Top of Available data

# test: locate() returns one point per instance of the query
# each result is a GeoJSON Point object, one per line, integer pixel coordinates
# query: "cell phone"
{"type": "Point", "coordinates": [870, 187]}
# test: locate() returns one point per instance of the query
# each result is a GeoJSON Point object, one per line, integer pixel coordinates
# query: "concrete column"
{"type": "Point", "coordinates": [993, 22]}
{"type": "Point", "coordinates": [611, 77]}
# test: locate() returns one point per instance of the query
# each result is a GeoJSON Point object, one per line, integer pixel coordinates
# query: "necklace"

Bottom of Available data

* **Exercise details**
Set down the entire listing once more, keeping every line exactly as it reads.

* **Answer space**
# test: locate() returns one point per instance of the query
# each result is a GeoJSON Point object, one per line, integer pixel coordinates
# query: "cell phone"
{"type": "Point", "coordinates": [870, 187]}
# test: locate() returns one point per instance of the query
# each result is a GeoJSON Point object, one per line, integer pixel coordinates
# query: "concrete column"
{"type": "Point", "coordinates": [993, 22]}
{"type": "Point", "coordinates": [611, 77]}
# test: locate() returns one point per instance of the query
# each result is a GeoJSON Point object, one per line, integer pixel coordinates
# query: "necklace"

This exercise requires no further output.